Compiti da svolgere
1: Duplica il brano sul volo per New York, partendo da "30) Da viaggiatore" e terminando con "lasciano in pace.".
2: Nel brano sul volo per New York, che cosa aveva chiesto al narratore la ragazza seduta alla sua sinistra durante il volo?
3: Porta avanti il brano sul volo per New York a partire dalla sua ultima frase.
━━━━━ Brano selezionato ━━━━━
29) Invece, la stessa assistente mi ringrazia perché sapevo già cosa volevo mangiare per pranzo. Mi dice che anche solo dover ripetere una volta di meno il menu del giorno è un piccolo regalo. Sorrido, e sono contento d’avere la mia maschera. In un’altra era geologica avrei volentieri flirtato, tanto per il piacere di flirtare. Ma adesso, a parte il fatto che sono sposato, e pure un buon padre di famiglia, sono troppo vecchio e stanco per tenere gli occhi aperti. Il mio film lo vedo a spezzoni, e così pure il successivo “Wedding Crashers”, un altro che mi fa sempre ridere tanto. Cerco di leggere un libro la cui trama sono sicuro mi piacerà, anche se lo scrittore svizzero, fin dalle prime pagine, si lascia andare a troppi cliché su New York e l’America. Un po’ come se un americano, scrivendo di un scrittore romano a Roma, dipingesse il suo protagonista in un appartamento davanti a Trinità dei Monti, e tutto intento a mangiare saltimbocca e carbonara. Voglio solo riposarmi, e nella digestione di un vecchio la palpebra cade in fretta, a meno che non abbia la fortuna di pasteggiare in buona compagnia (fosse anche davanti ad un’indigeribile pizza con le olive). Quando atterriamo a JFK, saluto l’hostess e le auguro di trascorrere qualche ora piacevole qui in città. Ora che non c’è più l’oscurità della cabina, ma solo le nostre perenni mascherine, vedo finalmente i suoi occhi vivaci. Sono pronto a scommettere che qualcuno l’aspetta felice a casa.

30) Da viaggiatore previdente, questa volta rinsavito, ho già il passaporto in mano. L’ho preso dallo zaino poco prima di lasciare l’aereo. La ragazza seduta alla mia sinistra, vedendolo, mi ha detto che prima non aveva capito che io fossi italiano. In effetti, non avevamo parlato granché durante il volo, giusto qualche scambio. Mi aveva chiesto cosa fosse lo spuntino che ci avevano servito, una sorta di pizza arrotolata (buona). Quando viaggio da solo ho la tendenza a farmi gli affari miei. E apprezzo sempre quando gli altri mi lasciano in pace.

Sul treno che collega JFK alla metro. I miei occhi non sono stanchi. No, no. No, no, no.
━━━━━ Dati forniti ━━━━━
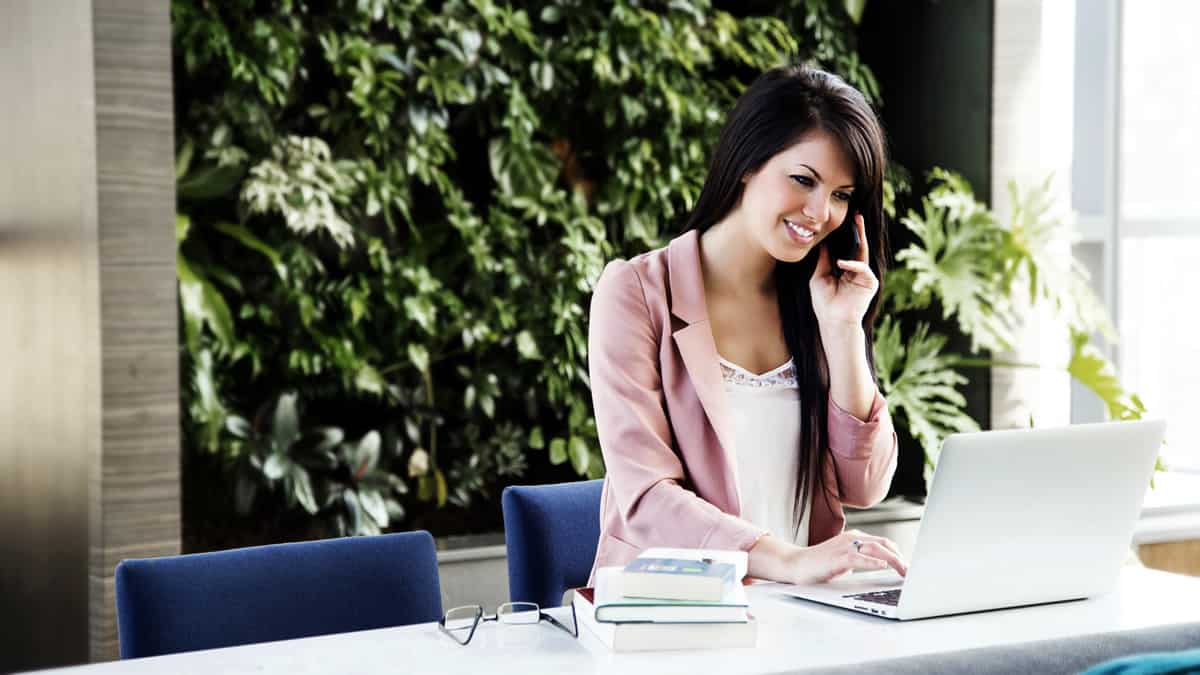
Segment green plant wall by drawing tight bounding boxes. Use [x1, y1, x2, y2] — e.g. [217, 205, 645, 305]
[172, 0, 878, 540]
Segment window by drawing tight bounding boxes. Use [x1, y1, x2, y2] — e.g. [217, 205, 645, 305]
[1072, 0, 1200, 473]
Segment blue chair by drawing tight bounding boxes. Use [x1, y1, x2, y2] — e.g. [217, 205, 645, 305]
[1084, 649, 1200, 675]
[500, 480, 604, 607]
[116, 531, 442, 658]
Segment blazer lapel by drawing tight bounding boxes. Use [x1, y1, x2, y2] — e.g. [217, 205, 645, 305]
[667, 231, 742, 515]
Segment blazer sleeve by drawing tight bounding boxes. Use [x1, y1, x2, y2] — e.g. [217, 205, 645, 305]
[827, 390, 896, 508]
[588, 261, 766, 550]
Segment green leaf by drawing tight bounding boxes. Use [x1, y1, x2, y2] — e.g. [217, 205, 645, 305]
[875, 316, 979, 479]
[841, 0, 866, 24]
[175, 214, 192, 245]
[175, 165, 246, 202]
[216, 222, 288, 281]
[175, 256, 234, 354]
[175, 138, 196, 180]
[226, 414, 254, 440]
[353, 431, 382, 480]
[359, 490, 388, 527]
[299, 426, 346, 454]
[290, 464, 320, 514]
[1067, 333, 1146, 420]
[342, 490, 362, 534]
[271, 392, 300, 452]
[354, 364, 388, 396]
[550, 438, 566, 465]
[517, 330, 541, 359]
[233, 471, 258, 516]
[570, 436, 590, 476]
[433, 468, 448, 508]
[263, 453, 292, 480]
[408, 342, 430, 372]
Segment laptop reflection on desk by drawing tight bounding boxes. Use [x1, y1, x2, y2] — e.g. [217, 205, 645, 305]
[779, 420, 1166, 621]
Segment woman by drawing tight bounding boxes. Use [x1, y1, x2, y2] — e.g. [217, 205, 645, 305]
[588, 67, 906, 583]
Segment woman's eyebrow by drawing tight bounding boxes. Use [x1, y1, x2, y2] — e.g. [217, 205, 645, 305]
[800, 162, 854, 189]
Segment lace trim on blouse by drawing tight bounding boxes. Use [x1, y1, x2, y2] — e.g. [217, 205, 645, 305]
[718, 357, 799, 389]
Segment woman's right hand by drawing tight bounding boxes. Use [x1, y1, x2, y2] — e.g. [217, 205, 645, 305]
[787, 530, 908, 584]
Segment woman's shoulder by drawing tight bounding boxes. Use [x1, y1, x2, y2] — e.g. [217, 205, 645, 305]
[592, 236, 686, 323]
[599, 232, 698, 294]
[596, 246, 668, 292]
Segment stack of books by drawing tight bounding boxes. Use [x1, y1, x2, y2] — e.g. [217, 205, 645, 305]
[572, 549, 757, 652]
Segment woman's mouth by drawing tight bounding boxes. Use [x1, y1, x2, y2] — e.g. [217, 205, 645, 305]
[784, 217, 817, 244]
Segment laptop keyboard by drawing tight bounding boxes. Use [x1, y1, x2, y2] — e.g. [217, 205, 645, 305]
[846, 589, 900, 607]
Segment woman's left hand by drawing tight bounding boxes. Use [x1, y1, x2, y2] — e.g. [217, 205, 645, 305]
[809, 214, 880, 329]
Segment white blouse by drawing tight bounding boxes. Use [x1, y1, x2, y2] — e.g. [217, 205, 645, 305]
[720, 358, 812, 546]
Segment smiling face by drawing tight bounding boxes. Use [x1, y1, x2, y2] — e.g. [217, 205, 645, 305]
[738, 130, 854, 263]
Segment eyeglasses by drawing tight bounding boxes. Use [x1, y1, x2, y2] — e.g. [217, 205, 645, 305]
[438, 603, 580, 645]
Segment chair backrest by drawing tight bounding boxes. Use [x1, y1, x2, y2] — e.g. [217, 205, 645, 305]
[116, 531, 442, 658]
[500, 480, 604, 607]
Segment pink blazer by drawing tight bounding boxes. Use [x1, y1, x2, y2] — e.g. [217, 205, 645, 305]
[588, 231, 896, 575]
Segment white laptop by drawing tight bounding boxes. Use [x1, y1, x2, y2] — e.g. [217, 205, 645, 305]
[779, 420, 1166, 620]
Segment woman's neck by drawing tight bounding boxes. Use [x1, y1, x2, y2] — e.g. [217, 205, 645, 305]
[700, 210, 775, 298]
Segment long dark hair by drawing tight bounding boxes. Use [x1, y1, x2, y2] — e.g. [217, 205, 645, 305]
[684, 66, 887, 536]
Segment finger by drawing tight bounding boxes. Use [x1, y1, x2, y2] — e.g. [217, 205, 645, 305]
[854, 214, 871, 263]
[868, 537, 904, 560]
[858, 542, 908, 577]
[812, 239, 833, 279]
[838, 261, 880, 289]
[838, 261, 875, 276]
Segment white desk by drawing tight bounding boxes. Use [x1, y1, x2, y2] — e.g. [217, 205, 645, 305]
[35, 567, 1200, 675]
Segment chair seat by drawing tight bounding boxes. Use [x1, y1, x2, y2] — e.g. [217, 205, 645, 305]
[116, 531, 442, 658]
[500, 479, 604, 607]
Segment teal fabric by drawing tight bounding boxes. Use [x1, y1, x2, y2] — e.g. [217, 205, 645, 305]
[1084, 649, 1200, 675]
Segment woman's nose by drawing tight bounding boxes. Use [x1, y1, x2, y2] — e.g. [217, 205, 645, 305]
[800, 190, 829, 223]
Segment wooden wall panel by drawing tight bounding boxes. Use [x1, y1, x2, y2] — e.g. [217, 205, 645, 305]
[0, 0, 180, 673]
[89, 0, 180, 661]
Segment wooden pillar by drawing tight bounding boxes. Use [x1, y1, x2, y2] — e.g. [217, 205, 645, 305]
[0, 0, 180, 671]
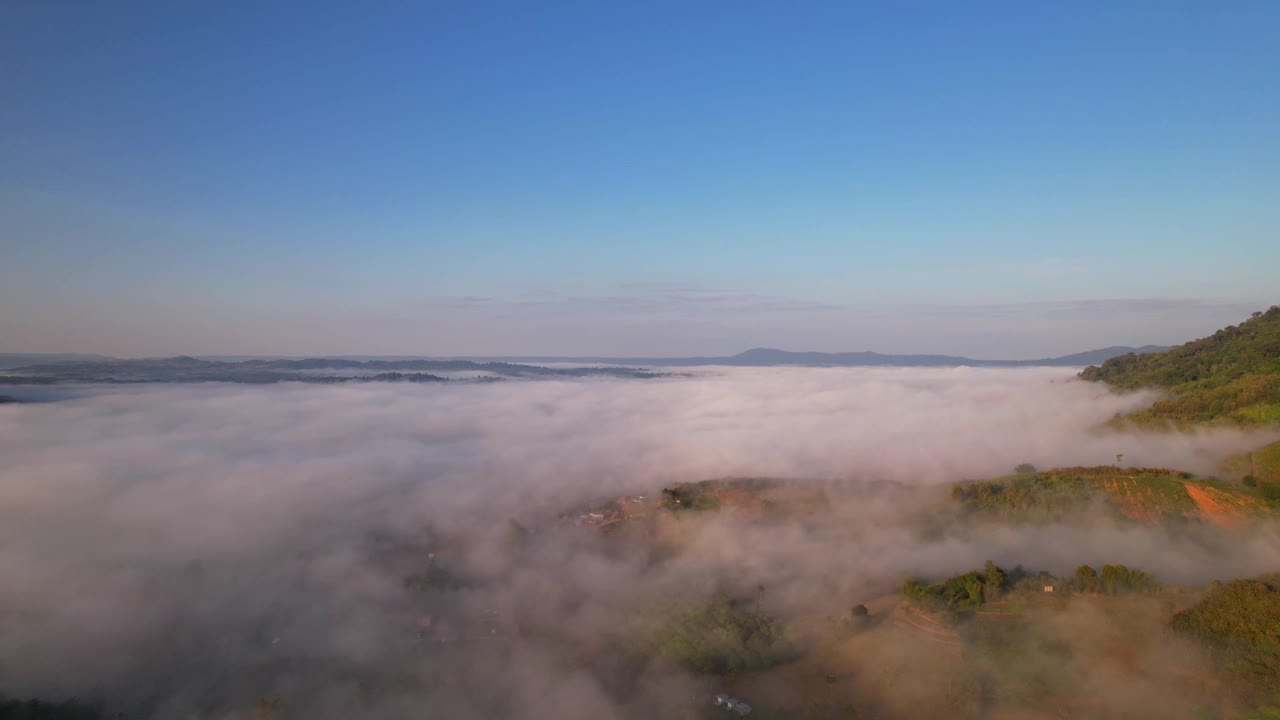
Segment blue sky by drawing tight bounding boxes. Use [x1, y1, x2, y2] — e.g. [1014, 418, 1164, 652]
[0, 0, 1280, 357]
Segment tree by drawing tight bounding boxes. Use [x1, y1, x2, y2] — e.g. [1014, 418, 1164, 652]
[1075, 565, 1102, 592]
[983, 560, 1005, 600]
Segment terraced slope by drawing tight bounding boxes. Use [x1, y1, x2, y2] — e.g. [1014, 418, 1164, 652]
[951, 466, 1274, 527]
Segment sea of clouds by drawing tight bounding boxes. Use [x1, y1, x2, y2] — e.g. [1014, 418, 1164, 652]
[0, 368, 1280, 717]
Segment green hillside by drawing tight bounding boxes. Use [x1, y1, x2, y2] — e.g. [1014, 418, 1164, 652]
[1080, 306, 1280, 425]
[951, 465, 1274, 527]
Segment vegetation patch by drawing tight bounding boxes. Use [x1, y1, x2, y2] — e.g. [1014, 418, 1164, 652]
[627, 594, 799, 675]
[1170, 580, 1280, 692]
[1080, 306, 1280, 427]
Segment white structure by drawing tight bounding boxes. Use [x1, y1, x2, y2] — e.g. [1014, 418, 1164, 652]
[712, 693, 751, 715]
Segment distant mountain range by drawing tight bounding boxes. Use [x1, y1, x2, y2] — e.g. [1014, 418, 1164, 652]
[463, 345, 1169, 368]
[0, 355, 666, 386]
[0, 346, 1165, 386]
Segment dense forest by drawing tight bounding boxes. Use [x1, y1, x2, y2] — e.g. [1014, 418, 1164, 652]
[1080, 306, 1280, 425]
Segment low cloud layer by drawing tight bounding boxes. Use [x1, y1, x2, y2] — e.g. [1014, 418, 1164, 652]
[0, 369, 1277, 717]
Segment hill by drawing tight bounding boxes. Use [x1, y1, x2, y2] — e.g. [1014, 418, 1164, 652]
[1080, 306, 1280, 427]
[951, 466, 1275, 527]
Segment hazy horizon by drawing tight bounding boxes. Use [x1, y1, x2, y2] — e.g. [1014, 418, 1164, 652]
[0, 3, 1280, 359]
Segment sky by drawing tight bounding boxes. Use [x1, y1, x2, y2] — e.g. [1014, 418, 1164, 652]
[0, 0, 1280, 359]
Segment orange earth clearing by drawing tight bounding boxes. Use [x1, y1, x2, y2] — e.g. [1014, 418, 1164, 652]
[1183, 483, 1265, 528]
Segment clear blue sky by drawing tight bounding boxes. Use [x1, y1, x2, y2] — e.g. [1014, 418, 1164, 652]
[0, 0, 1280, 357]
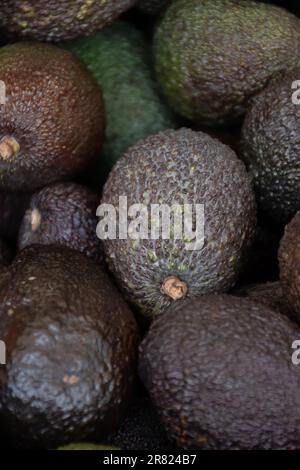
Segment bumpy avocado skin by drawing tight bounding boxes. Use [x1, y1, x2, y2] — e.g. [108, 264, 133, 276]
[65, 21, 178, 168]
[0, 0, 136, 42]
[0, 246, 138, 448]
[18, 183, 104, 263]
[154, 0, 300, 125]
[241, 68, 300, 223]
[278, 212, 300, 320]
[0, 42, 104, 191]
[139, 294, 300, 449]
[102, 129, 256, 316]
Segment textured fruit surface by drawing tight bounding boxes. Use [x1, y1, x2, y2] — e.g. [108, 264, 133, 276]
[241, 68, 300, 222]
[279, 212, 300, 320]
[140, 294, 300, 449]
[19, 183, 103, 261]
[0, 43, 104, 191]
[68, 21, 177, 168]
[0, 0, 136, 42]
[102, 129, 256, 316]
[154, 0, 300, 124]
[0, 246, 137, 448]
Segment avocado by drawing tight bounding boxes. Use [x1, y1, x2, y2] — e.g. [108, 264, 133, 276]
[278, 211, 300, 320]
[0, 43, 104, 191]
[18, 183, 104, 263]
[241, 68, 300, 224]
[57, 442, 120, 450]
[0, 245, 138, 448]
[139, 294, 300, 450]
[108, 397, 175, 452]
[0, 0, 136, 42]
[154, 0, 300, 125]
[98, 128, 256, 317]
[137, 0, 172, 15]
[0, 191, 31, 242]
[65, 21, 178, 169]
[231, 281, 294, 320]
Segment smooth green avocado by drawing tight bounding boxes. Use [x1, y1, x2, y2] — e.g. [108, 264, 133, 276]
[66, 21, 178, 168]
[154, 0, 300, 125]
[99, 128, 256, 317]
[139, 294, 300, 450]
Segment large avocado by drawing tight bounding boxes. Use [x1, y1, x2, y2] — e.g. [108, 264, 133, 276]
[0, 0, 136, 42]
[0, 246, 137, 448]
[64, 21, 178, 169]
[241, 68, 300, 223]
[154, 0, 300, 125]
[0, 42, 104, 191]
[139, 294, 300, 449]
[99, 129, 256, 316]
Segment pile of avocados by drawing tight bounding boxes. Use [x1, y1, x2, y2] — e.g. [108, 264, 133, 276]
[0, 0, 300, 453]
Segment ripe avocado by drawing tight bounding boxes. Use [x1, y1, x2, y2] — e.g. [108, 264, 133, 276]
[154, 0, 300, 125]
[0, 43, 104, 191]
[66, 21, 178, 169]
[241, 68, 300, 223]
[19, 183, 104, 262]
[0, 0, 136, 42]
[139, 294, 300, 450]
[0, 245, 138, 448]
[278, 211, 300, 320]
[99, 129, 256, 316]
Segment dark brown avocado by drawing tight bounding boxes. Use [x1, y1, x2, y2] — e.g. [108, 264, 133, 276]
[0, 43, 104, 191]
[19, 183, 104, 262]
[0, 246, 138, 448]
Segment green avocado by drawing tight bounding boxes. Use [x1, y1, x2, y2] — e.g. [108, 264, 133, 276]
[139, 294, 300, 450]
[0, 42, 104, 191]
[99, 128, 256, 317]
[18, 183, 104, 263]
[0, 0, 136, 42]
[241, 68, 300, 223]
[67, 21, 178, 168]
[0, 245, 138, 448]
[154, 0, 300, 125]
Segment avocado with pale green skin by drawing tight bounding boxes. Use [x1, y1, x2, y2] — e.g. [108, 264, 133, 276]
[18, 183, 104, 263]
[139, 294, 300, 450]
[0, 42, 105, 192]
[154, 0, 300, 125]
[241, 67, 300, 224]
[0, 245, 138, 448]
[64, 21, 178, 168]
[0, 0, 136, 42]
[99, 128, 256, 317]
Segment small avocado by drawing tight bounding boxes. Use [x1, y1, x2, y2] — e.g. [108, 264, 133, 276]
[154, 0, 300, 125]
[0, 43, 104, 191]
[19, 183, 104, 262]
[241, 68, 300, 223]
[278, 211, 300, 321]
[139, 294, 300, 450]
[0, 191, 31, 242]
[57, 442, 120, 450]
[99, 128, 256, 317]
[0, 0, 136, 42]
[67, 21, 178, 169]
[0, 245, 138, 448]
[108, 397, 175, 452]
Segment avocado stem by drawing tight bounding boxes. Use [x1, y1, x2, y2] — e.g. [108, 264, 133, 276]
[161, 276, 188, 300]
[0, 135, 20, 160]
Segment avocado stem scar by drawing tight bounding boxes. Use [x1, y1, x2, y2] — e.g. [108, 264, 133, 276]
[0, 135, 20, 160]
[161, 276, 188, 300]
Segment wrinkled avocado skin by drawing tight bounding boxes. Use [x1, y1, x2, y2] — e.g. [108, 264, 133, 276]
[139, 294, 300, 449]
[0, 246, 138, 448]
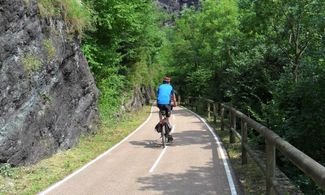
━━━━━
Risultati per compito
1:
30) Da viaggiatore previdente, questa volta rinsavito, ho già il passaporto in mano. L’ho preso dallo zaino poco prima di lasciare l’aereo. La ragazza seduta alla mia sinistra, vedendolo, mi ha detto che prima non aveva capito che io fossi italiano. In effetti, non avevamo parlato granché durante il volo, giusto qualche scambio. Mi aveva chiesto cosa fosse lo spuntino che ci avevano servito, una sorta di pizza arrotolata (buona). Quando viaggio da solo ho la tendenza a farmi gli affari miei. E apprezzo sempre quando gli altri mi lasciano in pace.

2: Gli aveva chiesto che cosa fosse lo spuntino servito, una sorta di pizza arrotolata.

3:
31) Con il mio passaporto, e la carta verde degli immigrati con permesso di soggiorno permanente, mi dirigo verso la coda veloce riservata ai cittadini americani e ai fortunati come me. Ci prepariamo tutti quanti per la foto di rito, un paio di domande, di rito pure quelle, e le impronte digitali. Tutto molto veloce. Potrei risparmiare almeno venti minuti in più, se non fosse che davanti a me ci sono un paio di famiglie numerose. Una mi sembra latinoamericana, l’altra è sicuramente mediorientale. Hanno tanti bambini piccoli. Così, soprattutto per loro, le foto e le impronte diventano un gioco che richiede un po’ di pazienza. Sono fuori. E vado in bagno, ovvio.

32) Prendo l’Air Train che da JFK mi porta alla stazione della linea A di Howard Beach. Aspetto la metro allontanandomi dai turisti che si concentrano tutti nel bel mezzo della banchina. Come me, una coppia e una signora che lavora per l’aeroporto. L’aria è tersa, qui a New York. Significa semplicemente che inizia a fare freddo. Le quattro e venti del pomeriggio sono passate da poco. C’è ancora un po’ di luce. Arriva la metro. Riesco a sedermi. Seduto di fronte a me c’è un tizio. Mi guarda fisso per un po’. Anch’io lo guardo per un po’. Poi, però, io mi rompo i coglioni, e giro lo sguardo da un’altra parte. Ci sono tre poliziotti. Parlottano e ridono. Non ci sono turisti, qui attorno. Ma si capisce dalle nostre facce che arriviamo lo stesso da mezzo mondo pure noi. Dai finestrini vedo l’ippodromo di Aqueduct. Il cielo diventa più scuro. Mi sento di nuovo a casa. Non mi serve per sognare, ma posso finalmente chiudere gli occhi. E dormire.

La vostra “Guida Inutile New York“ mantiene la promessa. Di ritorno dal tampone all’Ospedalino Koelliker, si ferma davanti allo Stadio Grande Torino (FVCG) per un autoscatto con le adorate colonne di Tony Cragg.